» **Records for processing**:

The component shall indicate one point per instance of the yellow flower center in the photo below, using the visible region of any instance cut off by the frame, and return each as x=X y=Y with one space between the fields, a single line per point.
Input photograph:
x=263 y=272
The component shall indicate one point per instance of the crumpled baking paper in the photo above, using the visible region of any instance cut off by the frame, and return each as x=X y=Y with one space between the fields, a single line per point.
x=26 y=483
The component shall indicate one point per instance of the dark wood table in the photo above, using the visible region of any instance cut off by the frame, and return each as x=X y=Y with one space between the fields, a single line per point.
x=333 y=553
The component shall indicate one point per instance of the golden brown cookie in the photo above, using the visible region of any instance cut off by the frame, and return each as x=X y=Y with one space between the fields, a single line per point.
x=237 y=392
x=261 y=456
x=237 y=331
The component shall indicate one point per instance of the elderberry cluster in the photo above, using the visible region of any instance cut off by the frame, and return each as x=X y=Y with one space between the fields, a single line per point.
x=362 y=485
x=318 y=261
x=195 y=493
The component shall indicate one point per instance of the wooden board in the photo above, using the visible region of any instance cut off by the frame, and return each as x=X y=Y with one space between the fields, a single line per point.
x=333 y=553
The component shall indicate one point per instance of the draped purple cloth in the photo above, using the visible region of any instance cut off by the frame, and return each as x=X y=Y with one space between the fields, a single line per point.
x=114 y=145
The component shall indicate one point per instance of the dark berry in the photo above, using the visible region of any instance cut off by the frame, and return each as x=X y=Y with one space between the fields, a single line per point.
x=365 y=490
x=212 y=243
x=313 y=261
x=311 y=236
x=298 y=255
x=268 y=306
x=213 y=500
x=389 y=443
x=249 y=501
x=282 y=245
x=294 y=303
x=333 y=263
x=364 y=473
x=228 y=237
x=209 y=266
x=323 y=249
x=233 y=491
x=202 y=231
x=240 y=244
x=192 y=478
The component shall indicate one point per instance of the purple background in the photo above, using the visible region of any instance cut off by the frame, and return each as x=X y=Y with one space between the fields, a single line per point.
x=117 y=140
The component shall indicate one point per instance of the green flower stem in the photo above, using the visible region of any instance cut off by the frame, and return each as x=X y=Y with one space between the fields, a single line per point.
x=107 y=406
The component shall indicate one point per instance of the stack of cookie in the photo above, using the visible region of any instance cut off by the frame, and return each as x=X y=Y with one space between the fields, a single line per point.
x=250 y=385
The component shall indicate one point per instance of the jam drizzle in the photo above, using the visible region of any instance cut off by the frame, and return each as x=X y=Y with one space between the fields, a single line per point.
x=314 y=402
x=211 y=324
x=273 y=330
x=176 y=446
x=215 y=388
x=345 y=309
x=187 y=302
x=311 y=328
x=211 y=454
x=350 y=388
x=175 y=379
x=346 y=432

» **Problem details**: An exact transcript of all the records is the expected result.

» **Solved exercise**:
The component shall indicate one point per instance of the yellow flower center in the photo below, using the visible region of any instance cut off by the frame, and return each as x=X y=Y with one space between the fields, a single line per point.
Input photograph:
x=263 y=272
The component shall indicate one point per instance of the crumpled baking paper in the photo above, using the visible region of any instance cut off by the frame, and return each as x=X y=Y with one space between the fields, a single line per point.
x=26 y=483
The component shall indicate one point per instance of the dark wood table in the photo above, using the visible region of any instance cut off by the frame, and return each as x=X y=Y with one space between the fields, a single line per point.
x=333 y=553
The component shall indicate one point per instance of the golden brown cookie in the photo above, using the visible region of any instance cut off by the frame, and return each as x=X y=Y with one space between the fields, a single line per point.
x=237 y=392
x=261 y=456
x=237 y=331
The component shall indicate one point per instance of the elderberry cluster in the photo above, using the visible region of any instance cut off by the frame, and return each as x=X y=Y with one space between the fields, a single line per point.
x=362 y=485
x=318 y=261
x=195 y=493
The component shall indicate one point per instance of the wooden board in the photo above, using the visible region of any instance cut off by the frame, and return each as x=X y=Y with one space between the fields, a single line per point.
x=333 y=553
The component shall indicate one point per instance of the draped purple cloth in the photo above, using the visible region of any instance cut off by the frame, and return each as x=X y=Y with one space between the fields, a single line per point.
x=114 y=145
The component shall indicate one point per instance of the dark berry in the photo above, using the visible region of any instance cut off by the frame, and return each as x=X y=Y with one space between the fields, a single line per point.
x=365 y=490
x=212 y=243
x=313 y=261
x=311 y=236
x=298 y=255
x=268 y=306
x=213 y=500
x=389 y=443
x=249 y=501
x=282 y=245
x=294 y=303
x=333 y=263
x=364 y=473
x=228 y=237
x=209 y=266
x=323 y=249
x=233 y=491
x=202 y=231
x=240 y=244
x=192 y=478
The component shall indicate one point per instance of the purple background in the photo above, using the visible region of any instance cut off by the frame, and return each as x=X y=Y with one space between the fields, a single line per point.
x=117 y=140
The component shall indicate one point per instance of the green flower stem in the photo above, using the visible region of any instance cut off by the frame, and return each as x=X y=Y with one space between the fields, a single line per point.
x=107 y=406
The component shall indicate one point per instance of the stack of cookie in the photo above, using the visible region of any instance cut off by the frame, and return each as x=X y=Y with one space between the fields, a single line per point.
x=250 y=385
The component shall indicate one point per instance of the jam drizzle in the photo above, using the visible region of any instance cut off by the frame, and return each as x=X y=Y with one space between the fields, a single line per point.
x=314 y=402
x=211 y=324
x=273 y=330
x=176 y=446
x=215 y=388
x=345 y=309
x=187 y=302
x=311 y=328
x=211 y=454
x=350 y=388
x=175 y=379
x=346 y=432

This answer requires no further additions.